> Document text
====
According to reports, Intel has ceased investment in its NUC (Next Unit of Computing) line of mini PC products. These small form factor NUC PCs saw use all over the enterprise sector, but Intel has now handed them over to its manufacturing partners. This move is in line with Intel’s bid to concentrate their resources on finding a foothold into the exploding AI compute market. 

Since its acquisition of AI chipmaker Habana Labs in 2019 for $2 billion, Intel has tried hard to break into the AI compute market. As NVIDIA’s software moat grows stronger, Intel is left with an ever-shrinking market share. Will redoubling its efforts into AI hardware give it the boost it needs?

Going up against a giant

While backing out of the mini PC market is mainly driven by a reluctance to compete with its OEMs, it also comes at a time when the company is cutting costs across the board. Intel has also targeted $10 billion in cost cutting for 2023 as a part of the IDM 2.0 strategy which it adopted in 2021. Reportedly, even the server business was sold in a bid to focus on its new strategy. 

This strategy doesn’t seem to be working for the company, as Intel’s stock has dipped heavily, dropping 69% of its value from a high in 2021. While its competitors AMD and NVIDIA saw huge growth in the same time period due to the boom in AI applications, Intel’s AI offerings have fallen to the wayside. Even comments from Intel’s management echo this sentiment. Eitan Medina, Habana’s chief business officer, said in 2020, “We have to realise that we’re starting from zero and NVIDIA is 100%. The uphill battle or the process of taking market share has to go through convincing end developers to try it out.”
====
> Given data
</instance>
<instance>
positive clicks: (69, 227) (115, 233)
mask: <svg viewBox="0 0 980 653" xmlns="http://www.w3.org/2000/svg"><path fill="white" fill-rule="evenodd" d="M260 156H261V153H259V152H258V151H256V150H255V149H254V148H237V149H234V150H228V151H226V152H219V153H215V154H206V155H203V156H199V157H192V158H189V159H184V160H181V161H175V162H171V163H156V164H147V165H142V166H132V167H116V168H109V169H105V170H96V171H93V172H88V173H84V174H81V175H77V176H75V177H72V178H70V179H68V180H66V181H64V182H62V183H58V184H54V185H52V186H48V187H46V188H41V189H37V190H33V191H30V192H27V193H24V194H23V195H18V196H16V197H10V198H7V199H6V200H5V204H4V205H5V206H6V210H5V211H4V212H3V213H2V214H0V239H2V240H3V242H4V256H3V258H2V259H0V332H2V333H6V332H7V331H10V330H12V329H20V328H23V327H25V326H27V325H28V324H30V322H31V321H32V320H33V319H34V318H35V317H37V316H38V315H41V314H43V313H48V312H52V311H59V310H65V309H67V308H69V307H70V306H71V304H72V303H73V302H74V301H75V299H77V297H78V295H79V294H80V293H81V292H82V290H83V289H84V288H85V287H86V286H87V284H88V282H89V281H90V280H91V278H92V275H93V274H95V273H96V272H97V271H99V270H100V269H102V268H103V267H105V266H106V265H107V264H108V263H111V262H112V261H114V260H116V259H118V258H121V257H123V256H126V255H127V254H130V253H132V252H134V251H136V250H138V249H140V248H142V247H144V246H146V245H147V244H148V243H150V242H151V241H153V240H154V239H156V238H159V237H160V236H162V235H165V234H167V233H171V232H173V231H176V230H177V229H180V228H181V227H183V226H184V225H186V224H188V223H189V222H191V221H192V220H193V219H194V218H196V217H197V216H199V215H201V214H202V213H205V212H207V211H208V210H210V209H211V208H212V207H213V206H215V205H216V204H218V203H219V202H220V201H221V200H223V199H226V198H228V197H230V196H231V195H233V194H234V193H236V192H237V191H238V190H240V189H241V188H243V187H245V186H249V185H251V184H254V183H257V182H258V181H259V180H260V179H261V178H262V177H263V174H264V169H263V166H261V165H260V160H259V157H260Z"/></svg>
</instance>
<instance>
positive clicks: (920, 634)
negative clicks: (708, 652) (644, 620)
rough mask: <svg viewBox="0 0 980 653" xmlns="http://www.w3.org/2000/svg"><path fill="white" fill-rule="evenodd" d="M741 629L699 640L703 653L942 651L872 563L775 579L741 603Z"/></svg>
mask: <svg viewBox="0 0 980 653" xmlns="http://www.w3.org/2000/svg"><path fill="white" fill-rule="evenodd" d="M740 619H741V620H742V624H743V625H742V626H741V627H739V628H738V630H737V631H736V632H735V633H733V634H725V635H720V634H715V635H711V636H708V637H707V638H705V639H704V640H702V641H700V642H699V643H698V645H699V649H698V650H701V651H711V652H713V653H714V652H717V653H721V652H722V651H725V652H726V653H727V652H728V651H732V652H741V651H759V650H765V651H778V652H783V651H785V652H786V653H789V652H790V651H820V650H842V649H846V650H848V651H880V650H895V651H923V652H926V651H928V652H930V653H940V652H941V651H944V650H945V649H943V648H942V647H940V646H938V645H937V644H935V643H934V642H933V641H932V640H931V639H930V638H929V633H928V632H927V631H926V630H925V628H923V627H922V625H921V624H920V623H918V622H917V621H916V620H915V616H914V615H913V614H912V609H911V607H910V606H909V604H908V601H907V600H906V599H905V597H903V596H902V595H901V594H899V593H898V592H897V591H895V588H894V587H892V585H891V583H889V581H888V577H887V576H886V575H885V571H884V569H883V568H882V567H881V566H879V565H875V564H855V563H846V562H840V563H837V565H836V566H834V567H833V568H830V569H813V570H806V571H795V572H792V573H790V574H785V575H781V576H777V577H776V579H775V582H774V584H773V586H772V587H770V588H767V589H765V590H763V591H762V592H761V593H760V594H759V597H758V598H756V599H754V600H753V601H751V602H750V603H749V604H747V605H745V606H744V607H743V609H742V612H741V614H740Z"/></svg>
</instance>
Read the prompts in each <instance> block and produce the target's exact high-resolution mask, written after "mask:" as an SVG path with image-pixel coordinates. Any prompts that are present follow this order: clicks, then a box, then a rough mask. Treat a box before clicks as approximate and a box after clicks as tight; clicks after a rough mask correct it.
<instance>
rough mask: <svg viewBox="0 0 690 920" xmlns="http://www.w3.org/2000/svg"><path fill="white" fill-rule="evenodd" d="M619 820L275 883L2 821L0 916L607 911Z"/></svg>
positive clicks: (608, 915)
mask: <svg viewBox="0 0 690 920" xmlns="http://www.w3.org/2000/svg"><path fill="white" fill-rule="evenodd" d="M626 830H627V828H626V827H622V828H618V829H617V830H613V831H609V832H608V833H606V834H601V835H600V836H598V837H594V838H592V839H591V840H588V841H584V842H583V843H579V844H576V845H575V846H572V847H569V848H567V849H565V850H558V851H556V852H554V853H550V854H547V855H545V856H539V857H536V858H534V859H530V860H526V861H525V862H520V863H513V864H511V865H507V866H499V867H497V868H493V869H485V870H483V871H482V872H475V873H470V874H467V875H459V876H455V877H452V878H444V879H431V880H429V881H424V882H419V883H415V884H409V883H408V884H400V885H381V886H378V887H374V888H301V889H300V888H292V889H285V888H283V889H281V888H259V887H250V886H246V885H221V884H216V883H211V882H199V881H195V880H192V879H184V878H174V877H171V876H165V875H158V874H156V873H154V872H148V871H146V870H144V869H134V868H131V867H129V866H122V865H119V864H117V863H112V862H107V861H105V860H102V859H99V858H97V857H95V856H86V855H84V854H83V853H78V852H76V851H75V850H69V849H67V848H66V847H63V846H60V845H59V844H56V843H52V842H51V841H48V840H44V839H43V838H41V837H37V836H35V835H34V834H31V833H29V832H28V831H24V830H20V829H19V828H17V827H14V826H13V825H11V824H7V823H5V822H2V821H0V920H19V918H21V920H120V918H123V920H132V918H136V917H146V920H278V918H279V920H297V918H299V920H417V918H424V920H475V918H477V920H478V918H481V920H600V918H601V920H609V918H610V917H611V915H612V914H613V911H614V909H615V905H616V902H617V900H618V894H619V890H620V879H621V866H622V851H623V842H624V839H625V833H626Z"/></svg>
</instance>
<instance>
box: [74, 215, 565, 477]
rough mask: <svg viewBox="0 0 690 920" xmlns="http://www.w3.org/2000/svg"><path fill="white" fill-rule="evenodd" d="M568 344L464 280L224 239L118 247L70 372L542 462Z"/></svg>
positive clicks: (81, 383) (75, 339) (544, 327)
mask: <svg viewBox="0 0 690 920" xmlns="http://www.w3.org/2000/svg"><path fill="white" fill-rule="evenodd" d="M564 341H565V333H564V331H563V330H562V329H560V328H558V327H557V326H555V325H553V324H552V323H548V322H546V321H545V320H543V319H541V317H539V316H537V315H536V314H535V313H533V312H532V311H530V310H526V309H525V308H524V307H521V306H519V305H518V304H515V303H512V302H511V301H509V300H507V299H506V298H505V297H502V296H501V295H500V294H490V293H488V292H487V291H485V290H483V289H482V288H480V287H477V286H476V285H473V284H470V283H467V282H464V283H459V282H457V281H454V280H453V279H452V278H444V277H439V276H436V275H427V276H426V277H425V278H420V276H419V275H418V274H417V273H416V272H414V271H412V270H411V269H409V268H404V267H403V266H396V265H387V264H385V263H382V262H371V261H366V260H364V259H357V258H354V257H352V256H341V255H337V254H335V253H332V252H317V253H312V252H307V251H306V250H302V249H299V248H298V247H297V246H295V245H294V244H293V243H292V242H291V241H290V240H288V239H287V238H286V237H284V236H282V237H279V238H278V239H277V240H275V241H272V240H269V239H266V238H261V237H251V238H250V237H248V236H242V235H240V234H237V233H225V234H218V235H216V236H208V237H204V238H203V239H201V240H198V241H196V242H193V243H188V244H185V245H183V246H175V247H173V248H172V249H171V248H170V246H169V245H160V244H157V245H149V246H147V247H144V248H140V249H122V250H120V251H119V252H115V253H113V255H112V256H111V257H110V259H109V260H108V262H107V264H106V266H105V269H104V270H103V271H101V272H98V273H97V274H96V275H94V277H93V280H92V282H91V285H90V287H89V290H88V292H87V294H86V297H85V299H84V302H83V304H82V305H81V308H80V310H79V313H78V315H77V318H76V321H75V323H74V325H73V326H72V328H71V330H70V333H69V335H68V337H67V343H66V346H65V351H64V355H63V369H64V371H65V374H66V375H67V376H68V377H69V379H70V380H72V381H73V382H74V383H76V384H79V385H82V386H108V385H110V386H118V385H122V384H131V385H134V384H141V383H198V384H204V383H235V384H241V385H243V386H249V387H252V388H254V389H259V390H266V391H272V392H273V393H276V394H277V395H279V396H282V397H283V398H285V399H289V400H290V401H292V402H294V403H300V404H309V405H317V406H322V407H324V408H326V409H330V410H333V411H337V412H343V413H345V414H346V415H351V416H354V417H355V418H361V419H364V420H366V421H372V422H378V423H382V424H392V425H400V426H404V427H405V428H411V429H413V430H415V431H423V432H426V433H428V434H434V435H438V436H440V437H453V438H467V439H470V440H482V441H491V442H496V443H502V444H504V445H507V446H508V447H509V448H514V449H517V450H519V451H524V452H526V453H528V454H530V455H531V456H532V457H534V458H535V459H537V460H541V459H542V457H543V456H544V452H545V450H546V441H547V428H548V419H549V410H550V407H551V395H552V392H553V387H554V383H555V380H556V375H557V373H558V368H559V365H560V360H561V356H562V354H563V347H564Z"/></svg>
====
> Instructions for the task
Continue the article about Intel's exit from NUC mini PCs and its push into AI hardware, starting after its last sentence.

> Output for this task
Even as the company is fighting an uphill battle against the green giant, its hardware seems to be doing well against NVIDIA’s lineup. When testing the Habana Gaudi 2 accelerator against NVIDIA’s A100 chips, researchers at Hugging Face found that Intel’s offerings beat out NVIDIA’s chips in common AI workloads. In a gauntlet that tested the chips’ BERT pre-training, text-to-image on Stable Diffusion, and fine-tuning T5-3B, Habana was upto 2.8x faster than NVIDIA A100 in these workloads. 

Even with this performance bump, Habana chips are facing the heat against NVIDIA’s Grace Hopper chips. This new line thoroughly beats Intel’s AI accelerators while ironically using Intel Xeon CPUs to do so. However, Habana is still capable enough to compete in the industry, hardware-wise. Regardless, Intel falls short in an important facet of AI compute: software. Intel’s One API offering works well for basic AI workloads, but NVIDIA’s software stack services nine different verticals, from enterprise AI to Omniverse.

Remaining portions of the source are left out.